● **PAGE EXCERPT**:
══════
Our program organized the 2010 inaugural conference of the International Association of Inter-American Studies,

it is a member of the Ruhr Center of American Studies, the MERCUR research project "Spaces – Communities – Representations: Urban Transformations in the U.S.A." (2012-2015) and it participates in the university’s Main Research Areas "Urban Systems" and "Change in Contemporary Societies." In collaboration with our international partners we engage in interdisciplinary research and teaching on topics ranging from migration narratives, aesthetic approaches to the American city, the history of American music, the German presence in the United States, and cosmopolitan networks for the production, distribution, and reception of North American literature, film, art, and performance to cultural hybridity, politics of diversity, Native American cultures, U.S. Latinas/os, an inter-American culture industry, and a trans-border consumer culture.

All classes in UDE's American Studies Program are taught in English.

Using a variety of teaching methods (including electronic media and interactive platforms), about twenty instructors offer basic courses in literary analysis, American literary history, and American civilization geared toward students in their first three semesters as well as seminars and lectures on more specialized topics, allowing students to choose their own areas of specialization beginning with their fourth semester in any of our department's B.A. programs. Our master's program in American Studies includes courses on academic writing, literary and cultural theory, methodologies of American Studies, individual authors, interculturalism, media, and a variety of research topics.
══════
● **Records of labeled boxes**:

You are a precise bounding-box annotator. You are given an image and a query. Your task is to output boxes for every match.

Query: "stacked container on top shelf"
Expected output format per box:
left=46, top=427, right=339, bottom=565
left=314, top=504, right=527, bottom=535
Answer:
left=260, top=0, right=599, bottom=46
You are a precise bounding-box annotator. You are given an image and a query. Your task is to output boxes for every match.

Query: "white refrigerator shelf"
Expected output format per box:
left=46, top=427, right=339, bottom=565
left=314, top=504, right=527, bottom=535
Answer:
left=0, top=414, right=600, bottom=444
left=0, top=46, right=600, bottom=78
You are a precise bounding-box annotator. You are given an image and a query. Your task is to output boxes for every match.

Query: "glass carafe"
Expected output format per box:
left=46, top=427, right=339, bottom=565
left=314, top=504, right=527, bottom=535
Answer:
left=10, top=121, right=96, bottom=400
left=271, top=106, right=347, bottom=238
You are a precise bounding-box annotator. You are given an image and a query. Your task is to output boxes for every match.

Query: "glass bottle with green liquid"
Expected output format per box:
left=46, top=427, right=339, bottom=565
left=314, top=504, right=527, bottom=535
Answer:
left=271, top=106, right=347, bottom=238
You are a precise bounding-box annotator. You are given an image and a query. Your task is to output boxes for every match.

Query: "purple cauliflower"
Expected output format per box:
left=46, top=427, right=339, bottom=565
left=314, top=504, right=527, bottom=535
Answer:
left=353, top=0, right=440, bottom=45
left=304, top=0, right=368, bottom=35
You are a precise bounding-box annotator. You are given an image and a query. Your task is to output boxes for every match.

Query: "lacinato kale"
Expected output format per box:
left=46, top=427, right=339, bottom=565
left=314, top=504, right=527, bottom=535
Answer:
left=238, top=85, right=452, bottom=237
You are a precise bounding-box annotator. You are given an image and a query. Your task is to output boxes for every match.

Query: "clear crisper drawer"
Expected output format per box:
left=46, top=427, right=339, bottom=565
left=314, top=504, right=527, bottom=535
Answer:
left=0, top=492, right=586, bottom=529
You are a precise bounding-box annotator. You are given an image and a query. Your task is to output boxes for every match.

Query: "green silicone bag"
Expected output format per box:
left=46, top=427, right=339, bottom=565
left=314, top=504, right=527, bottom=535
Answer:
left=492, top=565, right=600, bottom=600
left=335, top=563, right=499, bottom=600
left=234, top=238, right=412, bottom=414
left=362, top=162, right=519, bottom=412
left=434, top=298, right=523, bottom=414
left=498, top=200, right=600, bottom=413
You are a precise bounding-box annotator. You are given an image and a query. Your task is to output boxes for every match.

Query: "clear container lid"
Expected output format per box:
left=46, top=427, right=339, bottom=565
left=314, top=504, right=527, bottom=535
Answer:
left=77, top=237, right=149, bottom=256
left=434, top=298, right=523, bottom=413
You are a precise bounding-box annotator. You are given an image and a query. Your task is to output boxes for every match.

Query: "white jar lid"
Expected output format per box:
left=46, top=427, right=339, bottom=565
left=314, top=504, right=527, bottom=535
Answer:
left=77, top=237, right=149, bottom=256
══════
● **PROBLEM 1**: According to the program description, what do the seminars and lectures on more specialized topics allow students to do?
● **PROBLEM 2**: Set down, word for word, the part of the program description that opens with the words containing "Using a variety" and closes with "of research topics.".

● **WORKED ANSWER 1**: They allow students to choose their own areas of specialization, beginning with their fourth semester in any of the department's B.A. programs.

● **WORKED ANSWER 2**:
Using a variety of teaching methods (including electronic media and interactive platforms), about twenty instructors offer basic courses in literary analysis, American literary history, and American civilization geared toward students in their first three semesters as well as seminars and lectures on more specialized topics, allowing students to choose their own areas of specialization beginning with their fourth semester in any of our department's B.A. programs. Our master's program in American Studies includes courses on academic writing, literary and cultural theory, methodologies of American Studies, individual authors, interculturalism, media, and a variety of research topics.